Phrase grounding data
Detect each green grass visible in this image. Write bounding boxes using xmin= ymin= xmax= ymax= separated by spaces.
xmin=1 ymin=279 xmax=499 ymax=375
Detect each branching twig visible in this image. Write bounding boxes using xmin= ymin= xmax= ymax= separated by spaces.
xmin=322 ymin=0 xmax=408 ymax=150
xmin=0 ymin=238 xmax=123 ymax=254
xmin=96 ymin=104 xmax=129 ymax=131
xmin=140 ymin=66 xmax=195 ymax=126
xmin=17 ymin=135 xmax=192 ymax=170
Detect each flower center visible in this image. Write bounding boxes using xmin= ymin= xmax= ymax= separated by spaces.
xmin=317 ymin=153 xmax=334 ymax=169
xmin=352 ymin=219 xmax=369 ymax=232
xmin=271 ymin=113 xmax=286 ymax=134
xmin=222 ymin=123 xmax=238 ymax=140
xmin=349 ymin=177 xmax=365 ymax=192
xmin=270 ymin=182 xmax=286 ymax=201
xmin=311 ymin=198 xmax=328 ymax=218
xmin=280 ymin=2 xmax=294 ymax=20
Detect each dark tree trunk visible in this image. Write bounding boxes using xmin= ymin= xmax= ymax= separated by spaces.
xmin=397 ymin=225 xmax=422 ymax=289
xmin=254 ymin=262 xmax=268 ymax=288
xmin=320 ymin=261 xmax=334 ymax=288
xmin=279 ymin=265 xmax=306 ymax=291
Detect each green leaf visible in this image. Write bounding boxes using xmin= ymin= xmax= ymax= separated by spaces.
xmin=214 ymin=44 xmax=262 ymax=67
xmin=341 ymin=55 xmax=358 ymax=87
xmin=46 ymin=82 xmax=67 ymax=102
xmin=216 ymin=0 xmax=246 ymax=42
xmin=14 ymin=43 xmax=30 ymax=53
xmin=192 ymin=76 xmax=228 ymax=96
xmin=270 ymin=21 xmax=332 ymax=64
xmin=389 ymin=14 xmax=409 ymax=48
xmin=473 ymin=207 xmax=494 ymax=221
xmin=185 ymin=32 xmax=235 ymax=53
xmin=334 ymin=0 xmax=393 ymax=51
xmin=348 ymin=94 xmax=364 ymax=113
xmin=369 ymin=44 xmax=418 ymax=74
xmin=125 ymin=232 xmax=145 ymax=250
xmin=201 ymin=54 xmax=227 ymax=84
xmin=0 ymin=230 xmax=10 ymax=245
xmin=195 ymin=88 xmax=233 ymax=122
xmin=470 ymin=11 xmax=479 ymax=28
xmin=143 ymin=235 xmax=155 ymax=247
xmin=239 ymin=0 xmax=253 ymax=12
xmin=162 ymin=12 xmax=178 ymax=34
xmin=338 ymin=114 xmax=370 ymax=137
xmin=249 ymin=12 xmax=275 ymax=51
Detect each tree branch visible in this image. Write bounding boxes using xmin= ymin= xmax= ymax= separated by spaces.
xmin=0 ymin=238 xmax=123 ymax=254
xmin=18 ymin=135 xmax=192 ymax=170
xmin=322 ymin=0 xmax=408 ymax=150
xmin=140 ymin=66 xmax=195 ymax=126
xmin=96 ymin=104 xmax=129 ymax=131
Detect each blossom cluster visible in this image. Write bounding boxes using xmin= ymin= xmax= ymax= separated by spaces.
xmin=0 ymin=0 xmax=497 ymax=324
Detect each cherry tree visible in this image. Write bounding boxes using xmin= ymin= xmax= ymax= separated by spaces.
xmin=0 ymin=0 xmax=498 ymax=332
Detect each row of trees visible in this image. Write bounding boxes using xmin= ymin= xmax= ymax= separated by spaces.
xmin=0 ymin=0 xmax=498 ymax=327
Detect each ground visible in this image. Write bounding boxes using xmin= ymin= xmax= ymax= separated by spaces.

Prompt.
Exact repetition is required: return every record shown above.

Task answer.
Detect each green grass visible in this image. Write bounding boxes using xmin= ymin= xmax= ymax= separated by spaces.
xmin=1 ymin=279 xmax=499 ymax=375
Detect each branching twig visible in this image. Write bounding boxes using xmin= ymin= xmax= ymax= separated by spaces.
xmin=322 ymin=0 xmax=408 ymax=150
xmin=0 ymin=238 xmax=123 ymax=254
xmin=96 ymin=104 xmax=129 ymax=131
xmin=140 ymin=66 xmax=195 ymax=126
xmin=17 ymin=135 xmax=192 ymax=170
Detect each flower center visible in this image. Write bounding boxes using xmin= ymin= xmax= ymax= separated by spaces.
xmin=317 ymin=153 xmax=334 ymax=169
xmin=352 ymin=219 xmax=369 ymax=232
xmin=271 ymin=113 xmax=286 ymax=134
xmin=222 ymin=123 xmax=238 ymax=140
xmin=349 ymin=177 xmax=365 ymax=192
xmin=270 ymin=182 xmax=286 ymax=201
xmin=311 ymin=198 xmax=328 ymax=218
xmin=280 ymin=2 xmax=294 ymax=20
Detect each dark tree trunk visible in this image. Write bounding boxes using xmin= ymin= xmax= ymax= separated by spaces.
xmin=397 ymin=225 xmax=422 ymax=289
xmin=254 ymin=262 xmax=268 ymax=288
xmin=320 ymin=261 xmax=334 ymax=288
xmin=279 ymin=265 xmax=306 ymax=291
Detect each green leaf visible in this image. Write bounding boxes using xmin= ymin= xmax= ymax= separated by spaces.
xmin=214 ymin=44 xmax=262 ymax=67
xmin=341 ymin=55 xmax=358 ymax=87
xmin=46 ymin=82 xmax=67 ymax=102
xmin=216 ymin=0 xmax=246 ymax=42
xmin=14 ymin=43 xmax=30 ymax=53
xmin=192 ymin=76 xmax=228 ymax=96
xmin=270 ymin=21 xmax=332 ymax=64
xmin=389 ymin=14 xmax=409 ymax=48
xmin=473 ymin=207 xmax=494 ymax=221
xmin=185 ymin=32 xmax=235 ymax=53
xmin=334 ymin=0 xmax=393 ymax=51
xmin=348 ymin=94 xmax=364 ymax=113
xmin=369 ymin=44 xmax=418 ymax=74
xmin=125 ymin=232 xmax=145 ymax=250
xmin=201 ymin=54 xmax=227 ymax=84
xmin=0 ymin=230 xmax=10 ymax=245
xmin=195 ymin=88 xmax=233 ymax=122
xmin=470 ymin=11 xmax=479 ymax=28
xmin=143 ymin=235 xmax=155 ymax=247
xmin=239 ymin=0 xmax=253 ymax=12
xmin=162 ymin=12 xmax=178 ymax=34
xmin=338 ymin=114 xmax=370 ymax=137
xmin=249 ymin=12 xmax=275 ymax=51
Detect each tree branch visible in this image. Write bounding boxes using xmin= ymin= xmax= ymax= separated by spaces.
xmin=0 ymin=238 xmax=123 ymax=254
xmin=18 ymin=135 xmax=192 ymax=170
xmin=322 ymin=0 xmax=408 ymax=150
xmin=140 ymin=66 xmax=195 ymax=126
xmin=96 ymin=104 xmax=129 ymax=131
Detect each blossom cluster visible in this image. Write bounding boxes using xmin= ymin= xmax= ymax= separated by spaces.
xmin=0 ymin=0 xmax=497 ymax=324
Detect each cherry tree visible in this image. Write bounding boxes using xmin= ymin= xmax= ymax= separated by spaces.
xmin=0 ymin=0 xmax=498 ymax=332
Detect each row of trees visible in this image. Write bounding boxes using xmin= ymin= xmax= ymax= separated by spaces.
xmin=0 ymin=0 xmax=498 ymax=327
Detect each ground visible in this image. Write bounding boxes using xmin= ymin= xmax= ymax= separated by spaces.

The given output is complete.